■ **PROMPT**
Please return only the lines from the one holding "Target: weathered stone surface" through the one holding "Target: tan coat", exactly as they appear in the records below, both ends included.

Records contained in a dataset
※ ※ ※

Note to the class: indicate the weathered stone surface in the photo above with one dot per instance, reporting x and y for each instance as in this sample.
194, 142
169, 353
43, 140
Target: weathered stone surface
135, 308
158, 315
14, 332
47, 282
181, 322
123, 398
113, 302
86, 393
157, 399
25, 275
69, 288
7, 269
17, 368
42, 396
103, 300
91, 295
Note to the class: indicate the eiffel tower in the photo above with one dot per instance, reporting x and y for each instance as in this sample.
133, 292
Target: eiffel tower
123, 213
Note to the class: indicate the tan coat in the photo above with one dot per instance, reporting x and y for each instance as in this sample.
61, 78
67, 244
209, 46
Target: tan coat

※ ※ ※

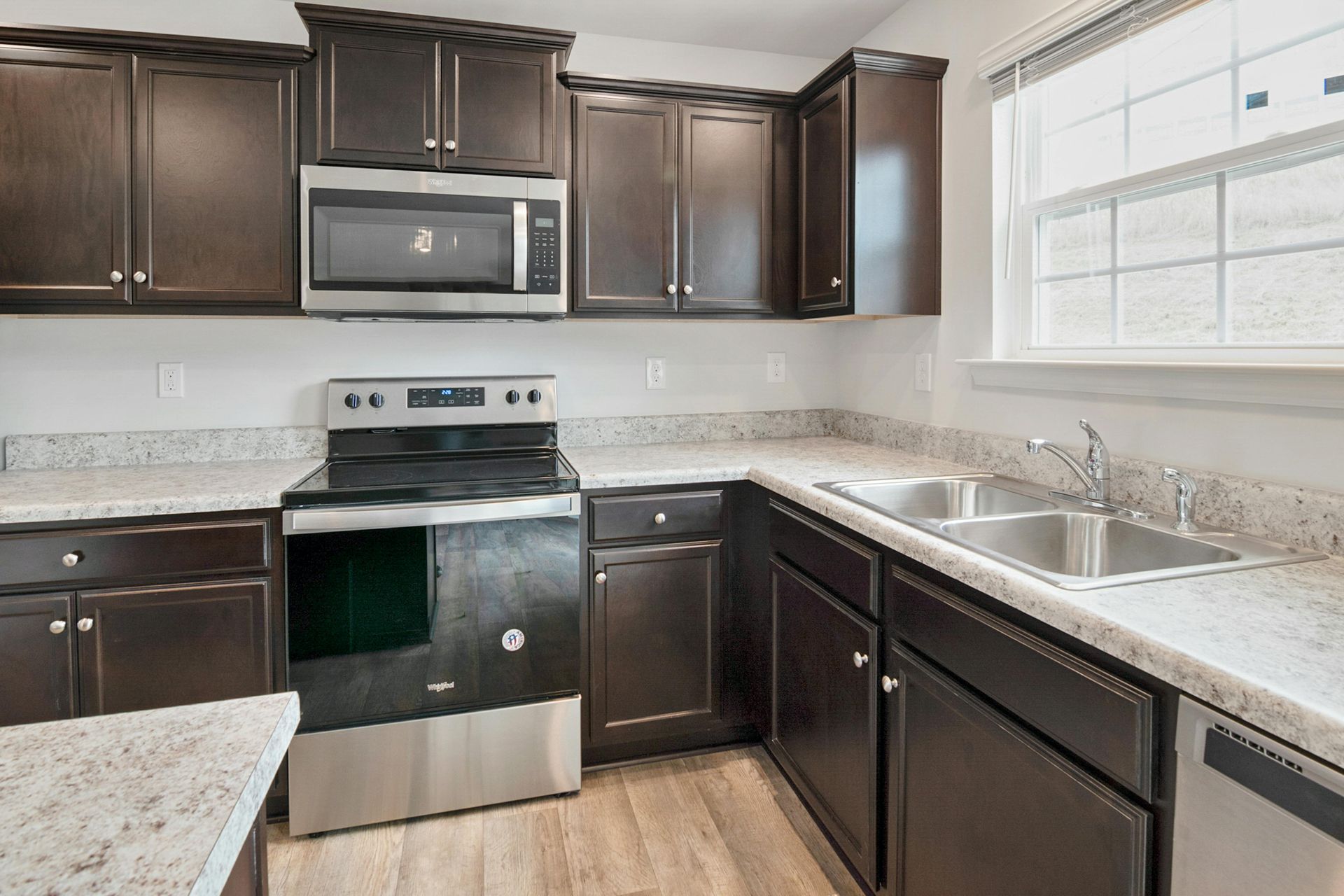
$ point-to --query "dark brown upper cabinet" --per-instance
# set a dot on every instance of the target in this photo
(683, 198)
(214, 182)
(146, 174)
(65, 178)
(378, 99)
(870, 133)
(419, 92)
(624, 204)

※ ※ ※

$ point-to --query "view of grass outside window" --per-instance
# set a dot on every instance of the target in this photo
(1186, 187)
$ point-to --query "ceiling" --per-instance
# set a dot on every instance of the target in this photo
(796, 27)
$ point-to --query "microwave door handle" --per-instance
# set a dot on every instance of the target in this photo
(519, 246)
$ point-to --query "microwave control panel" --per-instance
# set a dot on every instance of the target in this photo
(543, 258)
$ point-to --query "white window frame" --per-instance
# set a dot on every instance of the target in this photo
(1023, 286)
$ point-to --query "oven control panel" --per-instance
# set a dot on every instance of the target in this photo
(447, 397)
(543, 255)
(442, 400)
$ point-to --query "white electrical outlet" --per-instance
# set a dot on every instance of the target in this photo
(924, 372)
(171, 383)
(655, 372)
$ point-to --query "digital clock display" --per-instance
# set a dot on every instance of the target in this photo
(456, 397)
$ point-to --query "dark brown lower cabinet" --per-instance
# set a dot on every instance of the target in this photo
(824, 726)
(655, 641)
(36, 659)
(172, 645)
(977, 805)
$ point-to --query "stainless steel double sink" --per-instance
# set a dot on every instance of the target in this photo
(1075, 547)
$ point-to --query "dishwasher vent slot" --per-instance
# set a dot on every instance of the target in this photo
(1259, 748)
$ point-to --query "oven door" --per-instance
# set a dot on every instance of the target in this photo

※ ※ ※

■ **ANSWER BOX**
Target: weathered stone surface
135, 308
158, 315
14, 332
47, 282
181, 322
123, 398
113, 302
86, 393
157, 399
25, 275
69, 288
7, 269
17, 368
42, 396
103, 300
91, 295
Note to the class: indicate the eiffel tower in the photo above with one dot per instance, reporting x and y for each instance as in this sample.
133, 292
Target: eiffel tower
123, 213
Note to the class: indicate the tan coat in the photo above with one dot per instance, reporting x and y for each instance as in this sample.
61, 78
67, 244
209, 46
Target: tan coat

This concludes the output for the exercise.